Potent Trio: Big Data, Hadoop, and Finance Analytics

Contributed by

8 min read

Big data is a universal phenomenon. Every business sector and aspect of society is being touched by the expanding flood of information from sensors, social networks, and streaming data sources. The financial sector is riding this wave as well. We examine here some of the features and benefits of Hadoop (and its family of tools and services) that enable large-scale data processing in finance (and consequently in nearly every other sector).

Three of the greatest benefits of big data are discovery, improved decision support, and greater return on innovation. In the world of finance, these also represent critical business functions:

  • Discovery of fraud, customer insights, and new revenue sources

  • Better decisions regarding risk and investments

  • Reaping significant ROI on “low-hanging fruit” through innovative analytics on big data sources that are plentiful in the domain of finance, which is naturally a world of numbers!

When confronted with the inevitable avalanche of financial data from many business and customer channels, the modern data-driven firm can find help in the supporting technologies that comprise the Hadoop ecosystem. Hadoop provides much-needed functionality in several areas for the business data analyst. These functions include big data storage, access, warehousing, query, and processing (mining and analytics).

The Hadoop Family

The Hadoop Distributed File System (HDFS, for storage), HBase (for read/write access and database-like querying), Hive (for data warehouse functionality), and Pig (for processing and workflow management) have been around for a while. In addition to these, there are now some new tools and techniques in the Hadoop toolkit.

One of the most recent additions to the Hadoop family is Spark. Spark is a fast general purpose engine for large-scale data processing. Spark speeds up processing by enabling parallel, complex, interactive, in-memory calculations on big data. Spark also provides capabilities for interactive querying, machine learning, graph processing, and stream processing. As financial data streams increase not only in size, but also in real-time response requirements, the opportunities to use Spark will only increase in the months and years ahead.

[Record excerpts]:
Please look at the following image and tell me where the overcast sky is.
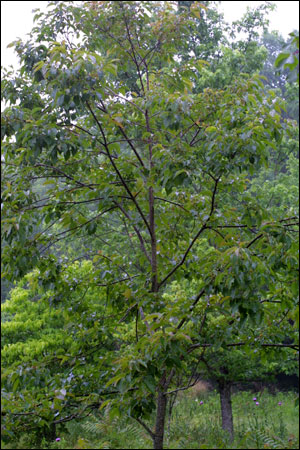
[1,0,299,67]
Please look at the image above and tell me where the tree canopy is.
[1,1,297,448]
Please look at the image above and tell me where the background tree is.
[2,2,294,448]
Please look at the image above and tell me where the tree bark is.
[153,388,167,449]
[218,380,233,442]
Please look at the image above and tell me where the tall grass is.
[3,387,299,449]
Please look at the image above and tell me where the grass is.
[3,387,299,449]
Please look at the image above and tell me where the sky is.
[1,0,299,68]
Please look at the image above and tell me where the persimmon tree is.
[2,1,295,449]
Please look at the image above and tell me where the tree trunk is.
[218,380,233,442]
[153,388,167,449]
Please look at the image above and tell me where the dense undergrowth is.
[2,389,299,449]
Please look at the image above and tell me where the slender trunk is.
[149,187,158,292]
[218,380,233,442]
[153,389,167,449]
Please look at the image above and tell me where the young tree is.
[2,1,298,449]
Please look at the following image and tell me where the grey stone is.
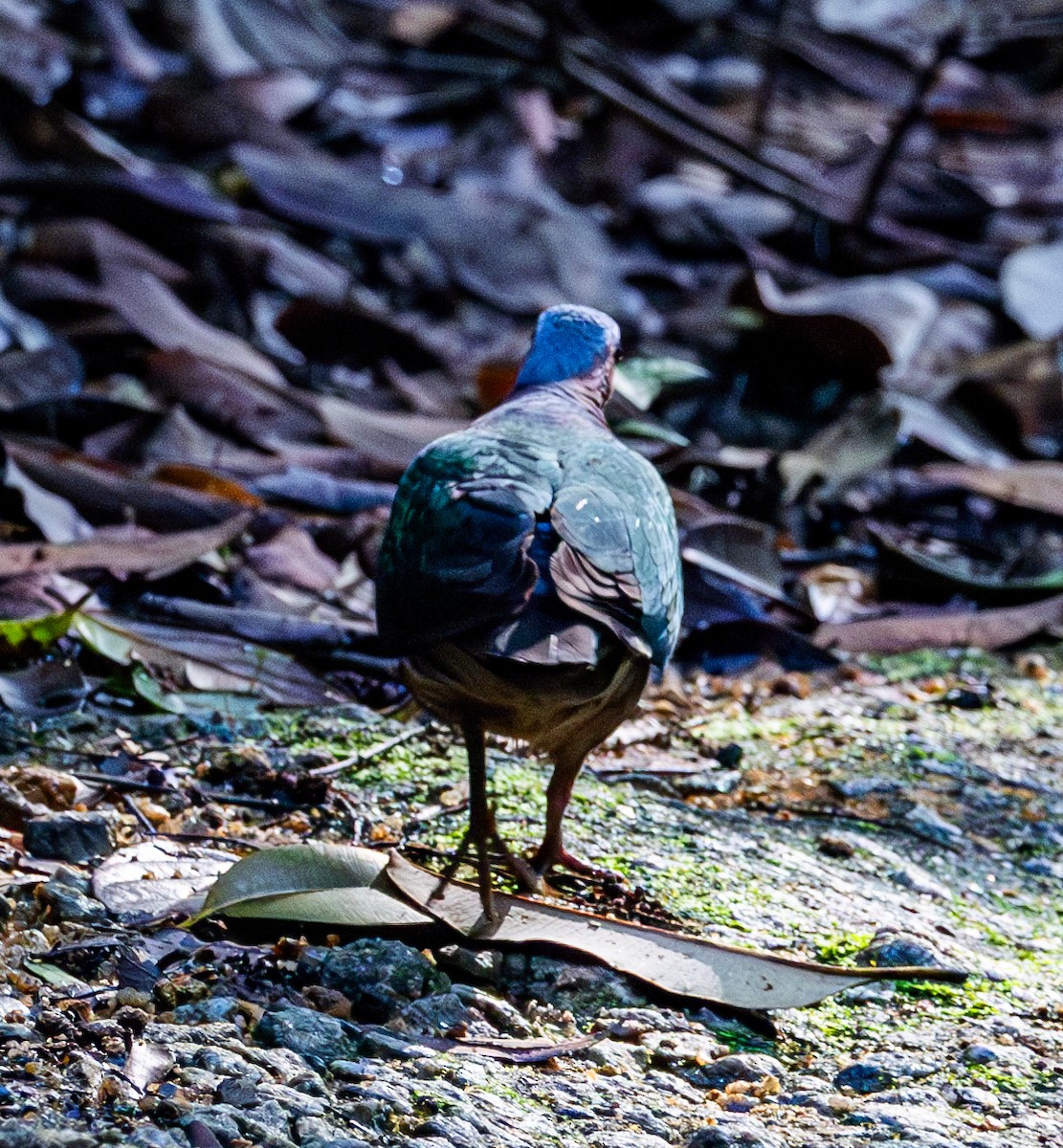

[Tasks to carry out]:
1. In the Hadoop finance article, which Hadoop tool provides data warehouse functionality?
2. Please write the next part of the Hadoop finance article, picking up after its final sentence.

[Answers provided]:
1. Hive

2.
Another powerful member of the Hadoop stack is Drill. Drill allows financial data analysts to perform what they love the most: interactive self-service ad hoc analyses! These analyses can now be performed on a large scale using Drill, which enables analytics across billions of records. The SQL capabilities of Drill provide a familiarity that we can all appreciate. But it doesn’t stop there. Usually, when we mention “SQL,” we tend to think of relational (schema-based) databases. But Drill can query schema-less datasets as well. This is referred to as NOSQL.

A common misconception is that NoSQL means “No SQL”. That is not accurate. It is actually an abbreviation for “Not Only SQL,” which offers a perfect expression of Drill’s versatility. A common data format that is schema-less is JSON (JavaScript Object Notation), but any other data object that consists of key-value pairs can be processed by Hadoop or queried by Drill. A simple key-value pair may have this form: (item_id, item_key, item_value). Here is an example: (blog001, “author”, “Kirk Borne”), (blog001, “topic”, “big data”), and so on. It is flexible, extensible, and scalable.

A flat file containing key-value pairs can be easily constructed, incrementally updated, quickly edited, and readily partitioned to different processing nodes on a Hadoop cluster. All of this can be done without the time sink of rebuilding database indices, or modifying the schema, or re-normalizing the database relations. NOSQL and schema-less data processing tools are a great gift to big data users.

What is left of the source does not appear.